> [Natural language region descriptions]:
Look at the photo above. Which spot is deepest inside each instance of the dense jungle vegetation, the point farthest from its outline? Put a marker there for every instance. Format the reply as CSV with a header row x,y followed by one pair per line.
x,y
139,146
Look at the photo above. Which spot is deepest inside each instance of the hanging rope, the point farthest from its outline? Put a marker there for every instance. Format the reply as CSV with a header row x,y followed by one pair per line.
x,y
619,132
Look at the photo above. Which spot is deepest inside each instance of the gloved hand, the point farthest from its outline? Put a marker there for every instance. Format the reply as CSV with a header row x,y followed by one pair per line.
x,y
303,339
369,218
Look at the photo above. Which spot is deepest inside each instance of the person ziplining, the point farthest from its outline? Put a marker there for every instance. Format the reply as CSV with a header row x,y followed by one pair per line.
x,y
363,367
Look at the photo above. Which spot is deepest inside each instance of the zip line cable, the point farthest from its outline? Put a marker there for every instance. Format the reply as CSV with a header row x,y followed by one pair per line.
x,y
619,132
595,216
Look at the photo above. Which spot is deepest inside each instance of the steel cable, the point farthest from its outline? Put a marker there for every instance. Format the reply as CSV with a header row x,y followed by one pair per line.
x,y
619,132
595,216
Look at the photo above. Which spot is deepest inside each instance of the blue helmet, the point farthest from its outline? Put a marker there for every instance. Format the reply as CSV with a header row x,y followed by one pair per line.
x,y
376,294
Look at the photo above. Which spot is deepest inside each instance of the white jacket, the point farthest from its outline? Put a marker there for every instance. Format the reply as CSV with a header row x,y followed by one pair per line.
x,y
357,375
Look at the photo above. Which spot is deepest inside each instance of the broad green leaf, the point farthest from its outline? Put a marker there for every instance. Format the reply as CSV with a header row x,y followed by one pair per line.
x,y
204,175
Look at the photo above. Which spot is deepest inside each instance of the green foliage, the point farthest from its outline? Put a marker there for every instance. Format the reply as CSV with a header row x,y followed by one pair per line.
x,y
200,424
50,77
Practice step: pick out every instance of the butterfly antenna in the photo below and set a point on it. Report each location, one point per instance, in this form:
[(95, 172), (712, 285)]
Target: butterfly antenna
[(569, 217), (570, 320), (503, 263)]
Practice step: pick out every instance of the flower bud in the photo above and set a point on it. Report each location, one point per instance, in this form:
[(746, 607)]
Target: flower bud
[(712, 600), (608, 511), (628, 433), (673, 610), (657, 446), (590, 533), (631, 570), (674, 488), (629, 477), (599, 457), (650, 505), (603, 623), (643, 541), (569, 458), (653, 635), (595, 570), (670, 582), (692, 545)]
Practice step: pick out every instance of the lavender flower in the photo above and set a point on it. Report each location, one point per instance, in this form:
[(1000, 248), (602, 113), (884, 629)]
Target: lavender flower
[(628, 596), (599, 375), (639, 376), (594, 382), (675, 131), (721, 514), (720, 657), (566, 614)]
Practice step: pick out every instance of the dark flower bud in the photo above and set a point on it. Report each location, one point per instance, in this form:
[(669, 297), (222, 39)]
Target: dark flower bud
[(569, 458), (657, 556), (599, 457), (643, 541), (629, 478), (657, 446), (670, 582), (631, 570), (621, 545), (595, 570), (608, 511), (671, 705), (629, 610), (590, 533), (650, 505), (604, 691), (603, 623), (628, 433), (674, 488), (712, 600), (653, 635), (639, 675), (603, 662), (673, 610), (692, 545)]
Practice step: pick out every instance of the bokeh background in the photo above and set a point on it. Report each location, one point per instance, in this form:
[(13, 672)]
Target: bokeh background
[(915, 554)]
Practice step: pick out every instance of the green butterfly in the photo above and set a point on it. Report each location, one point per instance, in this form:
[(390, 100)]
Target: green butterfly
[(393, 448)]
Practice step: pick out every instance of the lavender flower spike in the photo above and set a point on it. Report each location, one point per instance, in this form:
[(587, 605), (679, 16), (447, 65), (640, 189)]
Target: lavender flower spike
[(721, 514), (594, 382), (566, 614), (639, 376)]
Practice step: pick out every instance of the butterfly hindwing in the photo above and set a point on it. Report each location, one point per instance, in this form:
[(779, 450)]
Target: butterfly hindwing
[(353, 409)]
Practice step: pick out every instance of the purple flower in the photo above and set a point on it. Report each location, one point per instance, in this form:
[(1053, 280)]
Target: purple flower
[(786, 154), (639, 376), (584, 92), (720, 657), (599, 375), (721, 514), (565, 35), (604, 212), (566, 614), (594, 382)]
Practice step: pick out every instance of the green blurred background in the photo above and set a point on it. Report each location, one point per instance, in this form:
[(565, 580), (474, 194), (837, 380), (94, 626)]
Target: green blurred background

> [EXERCISE OBJECTIVE]: Please copy every line of the records above in which "blurred" appears.

> [TASK RESPONSE]:
Practice step: pick out every instance of the green blurred background in the photo above and set a point on it. Report each location, one point per instance, in this form:
Target: green blurred background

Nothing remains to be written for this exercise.